* [Text provided]:
The secret to it is that the Democrats only intend to "confiscate" enough to Kickstart the entire process all over again.

Considering how badly the full confiscation has worked elsewhere, I'm OK with that.  The vast majority only want to live comfortably, raise their children and participate in social life they deem valuable. They simply don't have any interest in being part of the collective, any more than they wanted total freedom with the responsible for everything in their lives.  Neither extreme has a huge following, so some in-between option will prevail.  It's the job of all of us to build safeguards that prevent the hyper-acquisitive from taking too much in the future.  I doubt that will happen, so the cycle continues.
I Find it hilarious that establishment Libs are coming out in favor of runaway unrestricted corporate capitalism now that they control the executive reigns for now. Yeah the corporations who want to work you like a mule and try to cancel you if one has the "wrong" private opinions are somehow supposedly the best friends of ordinary Working and Middle class people. Laughable, even more laughable is that their belief that these corporations would support elevating aspiring elites instead of trying to stifle them in order to prevent competition. Any true pro-working class radical who wants America's potential unshackled from various forms of tyranny should spit at these globalist sellouts.
(03-10-2021, 01:32 PM)CH86 Wrote: [ -> ]I Find it hilarious that establishment Libs are coming out in favor of runaway unrestricted corporate capitalism now that they control the executive reigns for now. Yeah the corporations who want to work you like a mule and try to cancel you if one has the "wrong" private opinions are somehow supposedly the best friends of ordinary Working and Middle class people. Laughable, even more laughable is that their belief that these corporations would support elevating aspiring elites instead of trying to stifle them in order to prevent competition. Any true pro-working class radical who wants America's potential unshackled from various forms of tyranny should spit at these globalist sellouts.

I agree, but lambasting "globalism" is to step foot into conspiratorialism.

The problem is capitalism. Entirely. Completely. All forms of it. Wage labor and profit is all of the problem. Fuck "America's potential"; what's necessary is *international working class revolution*. Nationalist populism is a backdoor to control by the national capitalists as surely as liberal progressivism is a backdoor to control by finance capital.
(03-10-2021, 01:41 PM)Einzige Wrote: [ -> ]The problem is capitalism. Entirely. Completely. All forms of it. Wage labor and profit is all of the problem. Fuck "America's potential"; what's necessary is *international working class revolution*. Nationalist populism is a backdoor to control by the national capitalists as surely as liberal progressivism is a backdoor to control by finance capital.

Please return in 100 years. You may have a shot then. Maybe.
(03-10-2021, 03:47 PM)David Horn Wrote: [ -> ]
(03-10-2021, 01:41 PM)Einzige Wrote: [ -> ]The problem is capitalism. Entirely. Completely. All forms of it. Wage labor and profit is all of the problem. Fuck "America's potential"; what's necessary is *international working class revolution*. Nationalist populism is a backdoor to control by the national capitalists as surely as liberal progressivism is a backdoor to control by finance capital.

* [Supplied data]:
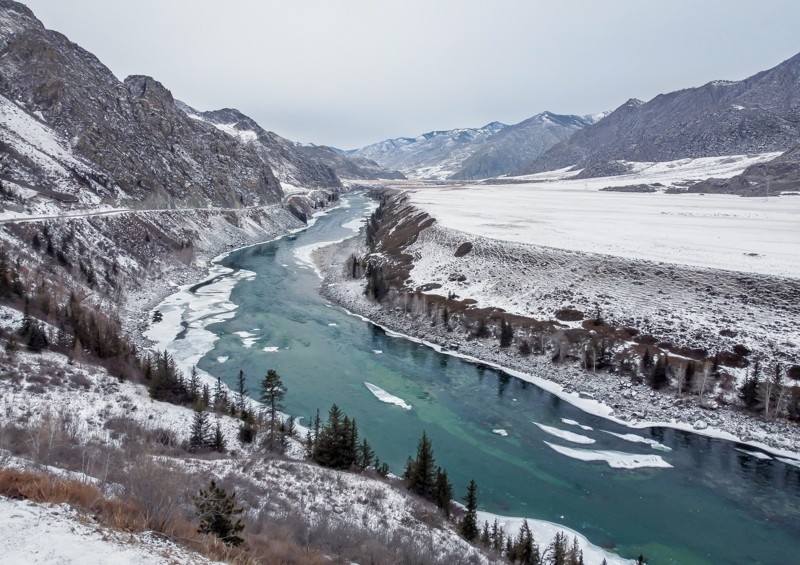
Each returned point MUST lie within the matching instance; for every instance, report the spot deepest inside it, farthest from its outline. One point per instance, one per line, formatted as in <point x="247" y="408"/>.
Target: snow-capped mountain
<point x="516" y="145"/>
<point x="756" y="115"/>
<point x="295" y="164"/>
<point x="435" y="154"/>
<point x="473" y="153"/>
<point x="71" y="132"/>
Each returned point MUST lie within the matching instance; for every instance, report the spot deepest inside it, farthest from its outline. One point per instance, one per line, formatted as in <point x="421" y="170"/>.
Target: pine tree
<point x="272" y="394"/>
<point x="247" y="432"/>
<point x="442" y="491"/>
<point x="241" y="391"/>
<point x="469" y="524"/>
<point x="497" y="536"/>
<point x="216" y="509"/>
<point x="421" y="471"/>
<point x="557" y="550"/>
<point x="525" y="549"/>
<point x="220" y="397"/>
<point x="328" y="441"/>
<point x="218" y="442"/>
<point x="205" y="397"/>
<point x="485" y="534"/>
<point x="37" y="338"/>
<point x="194" y="384"/>
<point x="199" y="435"/>
<point x="506" y="333"/>
<point x="574" y="553"/>
<point x="748" y="392"/>
<point x="365" y="455"/>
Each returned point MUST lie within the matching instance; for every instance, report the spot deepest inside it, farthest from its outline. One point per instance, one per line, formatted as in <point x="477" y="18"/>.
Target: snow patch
<point x="639" y="439"/>
<point x="384" y="396"/>
<point x="565" y="435"/>
<point x="576" y="423"/>
<point x="615" y="459"/>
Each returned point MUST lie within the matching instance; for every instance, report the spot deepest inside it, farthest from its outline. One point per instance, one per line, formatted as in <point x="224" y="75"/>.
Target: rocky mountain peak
<point x="147" y="88"/>
<point x="757" y="115"/>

* [Complete the following]:
1. In the forum thread, the first writer expects that "some in-between option will prevail." Using the reasons the writer gives, explain why.
2. Answer these questions from the forum thread:
(a) According to CH86, what do the corporations try to do to someone who has the "wrong" private opinions?
(b) What two things does Einzige say are "all of the problem"?
(c) The reply to CH86 says that lambasting "globalism" means stepping into what?
3. Decide whether each statement agrees with the forum thread. Answer yes or no, and quote the words that settle it.
(a) The first writer expects safeguards against the hyper-acquisitive to be built.
(b) Einzige says nationalist populism opens the way to control by the national capitalists.
(c) CH86 says establishment Libs are turning against corporate capitalism.

* [Response list]:
1. The writer says most people only want to live comfortably, raise their children and take part in social life they value. They have no interest in being part of the collective, and they never wanted total freedom with responsibility for everything in their lives. Because "neither extreme has a huge following," a middle option wins out.

2.
(a) They try to cancel that person.
(b) Wage labor and profit.
(c) Conspiratorialism.

3.
(a) No: "I doubt that will happen, so the cycle continues."
(b) Yes: "Nationalist populism is a backdoor to control by the national capitalists"
(c) No: "establishment Libs are coming out in favor of runaway unrestricted corporate capitalism"